[Excerpted text]
□ □ □ □ □ □ □

SECURITIES AND EXCHANGE COMMISSION
                             Washington, D.C. 20549

                             ---------------------

                                    FORM 8-K

                                 CURRENT REPORT

                     PURSUANT TO SECTION 13 OR 15(D) OF THE

                        SECURITIES EXCHANGE ACT OF 1934


       DATE OF REPORT (DATE OF EARLIEST EVENT REPORTED): JANUARY 9, 2003


                                  ENRON CORP.
               (Exact name of Registrant as specified in charter)

           OREGON                        1-13159                 47-0255140
(State or other jurisdiction     (Commission file number)     (I.R.S. employer
     of incorporation)                                       identification no.)


                ENRON BUILDING
               1400 SMITH STREET
                HOUSTON, TEXAS                                 77002
   (Address of principal executive offices)                  (Zip Code)


       Registrants' telephone number, including area code: (713) 853-6161

                             ---------------------




ITEM 5.           OTHER EVENTS.

         On January 9, 2003, the Company and certain other debtor-in-possession
subsidiaries of the Company filed their monthly operating report for October
2002 with the United States Bankruptcy Court for the Southern District of New
York. The monthly operating report is attached as an exhibit to this Current
Report on Form 8-K.

□ □ □ □ □ □ □

[Given data]

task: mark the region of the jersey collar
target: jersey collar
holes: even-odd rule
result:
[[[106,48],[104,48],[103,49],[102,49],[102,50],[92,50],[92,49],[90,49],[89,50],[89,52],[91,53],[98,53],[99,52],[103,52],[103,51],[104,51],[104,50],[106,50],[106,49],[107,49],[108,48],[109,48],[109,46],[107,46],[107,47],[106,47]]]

□ □ □ □ □ □ □

[Given task]
Reproduce the part of the Enron Form 8-K word for word, starting with "CURRENT REPORT" and going on through "ENRON CORP.".

[Exercise response]
CURRENT REPORT

                     PURSUANT TO SECTION 13 OR 15(D) OF THE

                        SECURITIES EXCHANGE ACT OF 1934


       DATE OF REPORT (DATE OF EARLIEST EVENT REPORTED): JANUARY 9, 2003


                                  ENRON CORP.